Document text:
┄┄┄┄┄┄┄┄┄┄

HPX runtime and resources

HPX thread scheduling policies

The HPX runtime has five thread scheduling policies: local-priority, static-priority, local, static and abp-priority. These policies can be specified from the command line using the command line option --hpx:queuing. In order to use a particular scheduling policy, the runtime system must be built with the appropriate scheduler flag turned on (e.g. cmake -DHPX_THREAD_SCHEDULERS=local, see CMake variables used to configure HPX for more information).

Priority local scheduling policy (default policy)

The priority local scheduling policy maintains one queue per operating system (OS) thread. The OS thread pulls its work from this queue. By default the number of high priority queues is equal to the number of OS threads; the number of high priority queues can be specified on the command line using --hpx:high-priority-threads. High priority threads are executed by any of the OS threads before any other work is executed. When a queue is empty work will be taken from high priority queues first. There is one low priority queue from which threads will be scheduled only when there is no other work.

For this scheduling policy there is an option to turn on NUMA sensitivity using the command line option --hpx:numa-sensitive. When NUMA sensitivity is turned on work stealing is done from queues associated with the same NUMA domain first, only after that work is stolen from other NUMA domains.

This scheduler is enabled at build time by default and will be available always.

This scheduler can be used with two underlying queuing policies (FIFO: first-in-first-out, and LIFO: last-in-first-out). The default is FIFO. In order to use the LIFO policy use the command line option --hpx:queuing=local-priority-lifo.

Static priority scheduling policy

  • invoke using: --hpx:queuing=static-priority (or -qs)

  • flag to turn on for build: HPX_THREAD_SCHEDULERS=all or HPX_THREAD_SCHEDULERS=static-priority

The static scheduling policy maintains one queue per OS thread from which each OS thread pulls its tasks (user threads). Threads are distributed in a round robin fashion. There is no thread stealing in this policy.

Local scheduling policy

  • invoke using: --hpx:queuing=local (or -ql)

  • flag to turn on for build: HPX_THREAD_SCHEDULERS=all or HPX_THREAD_SCHEDULERS=local

The local scheduling policy maintains one queue per OS thread from which each OS thread pulls its tasks (user threads).

Static scheduling policy

  • invoke using: --hpx:queuing=static

  • flag to turn on for build: HPX_THREAD_SCHEDULERS=all or HPX_THREAD_SCHEDULERS=static

The static scheduling policy maintains one queue per OS thread from which each OS thread pulls its tasks (user threads). Threads are distributed in a round robin fashion. There is no thread stealing in this policy.

┄┄┄┄┄┄┄┄┄┄

Supplied records:

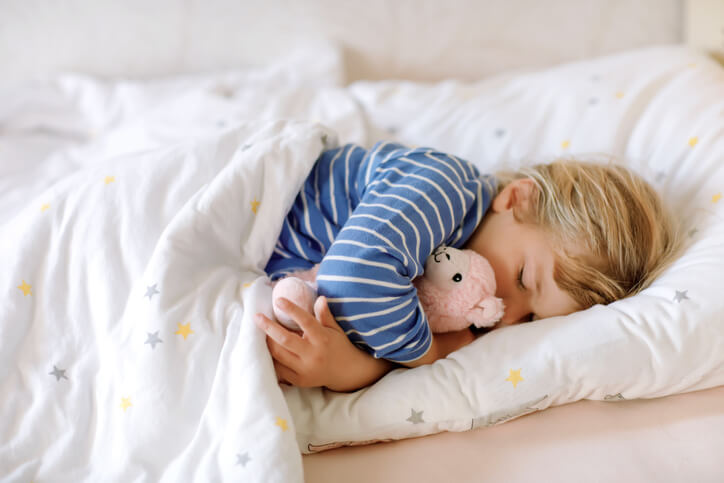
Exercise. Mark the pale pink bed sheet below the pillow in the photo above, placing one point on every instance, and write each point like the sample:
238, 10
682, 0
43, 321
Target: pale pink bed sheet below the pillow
673, 439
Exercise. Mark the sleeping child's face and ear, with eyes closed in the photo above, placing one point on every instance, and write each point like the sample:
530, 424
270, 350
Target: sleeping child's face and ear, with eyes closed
514, 249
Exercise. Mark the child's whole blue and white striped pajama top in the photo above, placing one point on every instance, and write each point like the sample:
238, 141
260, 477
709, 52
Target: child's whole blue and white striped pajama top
371, 219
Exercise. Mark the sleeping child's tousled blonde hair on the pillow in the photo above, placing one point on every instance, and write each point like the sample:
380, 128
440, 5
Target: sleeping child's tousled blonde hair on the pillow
627, 234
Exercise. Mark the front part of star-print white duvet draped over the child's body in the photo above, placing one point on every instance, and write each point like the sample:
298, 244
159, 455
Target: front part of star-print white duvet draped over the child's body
128, 352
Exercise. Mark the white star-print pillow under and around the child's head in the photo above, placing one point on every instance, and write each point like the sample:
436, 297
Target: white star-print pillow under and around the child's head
660, 111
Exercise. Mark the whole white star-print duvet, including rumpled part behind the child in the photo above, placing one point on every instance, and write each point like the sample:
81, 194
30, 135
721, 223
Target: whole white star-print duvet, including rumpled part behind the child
135, 222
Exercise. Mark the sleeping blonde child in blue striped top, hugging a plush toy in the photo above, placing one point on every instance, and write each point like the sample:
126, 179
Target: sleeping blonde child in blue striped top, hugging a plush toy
560, 237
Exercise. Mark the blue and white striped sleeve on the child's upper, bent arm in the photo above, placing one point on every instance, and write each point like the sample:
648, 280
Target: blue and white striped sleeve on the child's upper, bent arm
410, 202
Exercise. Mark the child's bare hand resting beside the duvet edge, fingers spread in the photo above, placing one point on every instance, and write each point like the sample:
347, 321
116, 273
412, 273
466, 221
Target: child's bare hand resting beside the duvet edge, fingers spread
321, 355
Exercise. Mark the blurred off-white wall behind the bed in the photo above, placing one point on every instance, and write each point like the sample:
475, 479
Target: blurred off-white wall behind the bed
416, 39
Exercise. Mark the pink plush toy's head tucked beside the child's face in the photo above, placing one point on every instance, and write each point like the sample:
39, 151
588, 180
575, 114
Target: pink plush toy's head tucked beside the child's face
457, 290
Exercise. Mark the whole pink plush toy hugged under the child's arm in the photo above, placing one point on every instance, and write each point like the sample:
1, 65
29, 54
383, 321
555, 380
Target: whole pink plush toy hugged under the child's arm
456, 290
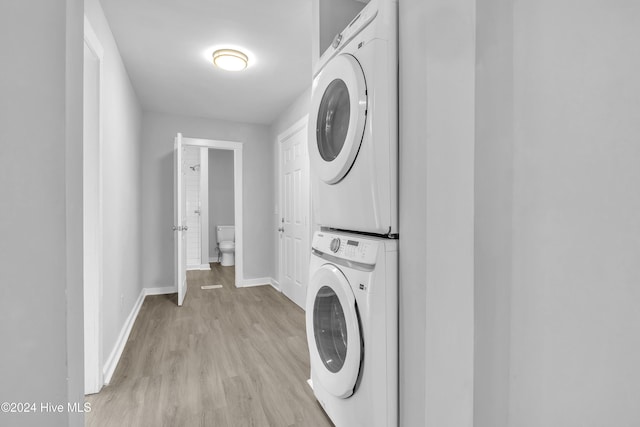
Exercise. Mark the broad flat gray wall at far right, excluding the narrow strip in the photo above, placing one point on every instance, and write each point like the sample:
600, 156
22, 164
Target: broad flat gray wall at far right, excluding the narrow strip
575, 323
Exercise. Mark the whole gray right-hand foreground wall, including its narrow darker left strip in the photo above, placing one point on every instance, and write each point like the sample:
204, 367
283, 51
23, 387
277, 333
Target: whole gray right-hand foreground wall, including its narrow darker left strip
557, 337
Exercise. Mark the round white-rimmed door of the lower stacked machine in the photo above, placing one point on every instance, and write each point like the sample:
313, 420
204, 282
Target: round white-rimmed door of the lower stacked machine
333, 331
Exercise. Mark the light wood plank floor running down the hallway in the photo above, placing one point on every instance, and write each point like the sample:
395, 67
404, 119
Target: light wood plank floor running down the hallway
227, 357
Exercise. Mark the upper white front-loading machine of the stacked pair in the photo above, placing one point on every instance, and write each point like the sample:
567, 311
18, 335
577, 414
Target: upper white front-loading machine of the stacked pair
353, 125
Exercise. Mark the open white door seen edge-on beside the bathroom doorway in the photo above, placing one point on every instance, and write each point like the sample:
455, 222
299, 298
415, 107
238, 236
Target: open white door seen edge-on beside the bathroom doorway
180, 220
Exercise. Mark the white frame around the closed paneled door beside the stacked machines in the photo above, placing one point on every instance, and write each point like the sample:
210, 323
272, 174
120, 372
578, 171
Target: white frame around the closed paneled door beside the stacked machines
282, 137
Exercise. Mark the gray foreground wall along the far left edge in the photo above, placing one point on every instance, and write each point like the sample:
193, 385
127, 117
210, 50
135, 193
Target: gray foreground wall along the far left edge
40, 171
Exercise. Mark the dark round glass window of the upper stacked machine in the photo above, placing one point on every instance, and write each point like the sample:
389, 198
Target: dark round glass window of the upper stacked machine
333, 120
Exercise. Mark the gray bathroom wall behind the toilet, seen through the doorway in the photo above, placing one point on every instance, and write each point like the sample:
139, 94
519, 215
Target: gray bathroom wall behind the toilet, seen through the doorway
221, 195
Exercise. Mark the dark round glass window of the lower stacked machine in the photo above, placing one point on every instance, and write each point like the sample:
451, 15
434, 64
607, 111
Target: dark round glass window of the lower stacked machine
330, 329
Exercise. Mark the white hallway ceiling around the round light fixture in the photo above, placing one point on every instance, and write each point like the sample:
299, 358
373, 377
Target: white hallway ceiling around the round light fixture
163, 45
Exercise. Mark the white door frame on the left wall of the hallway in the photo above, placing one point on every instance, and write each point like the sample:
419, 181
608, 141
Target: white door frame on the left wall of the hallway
93, 322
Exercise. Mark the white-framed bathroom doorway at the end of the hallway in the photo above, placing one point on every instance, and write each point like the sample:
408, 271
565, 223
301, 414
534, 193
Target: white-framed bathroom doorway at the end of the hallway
212, 171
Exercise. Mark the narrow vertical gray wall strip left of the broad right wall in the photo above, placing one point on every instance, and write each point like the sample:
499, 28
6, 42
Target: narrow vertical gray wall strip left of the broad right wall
493, 210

┄┄┄┄┄┄┄┄┄┄

Work item:
Check each statement against the HPX thread scheduling text, answering yes or no and quoting the words from the text that settle it. (a) The priority local scheduler uses LIFO queuing by default. (b) The local scheduling policy can be invoked with -qs. (c) The priority local scheduler is enabled at build time by default.

Output of the task:
(a) No: "The default is FIFO."
(b) No: "invoke using: --hpx:queuing=local (or -ql)"
(c) Yes: "This scheduler is enabled at build time by default and will be available always."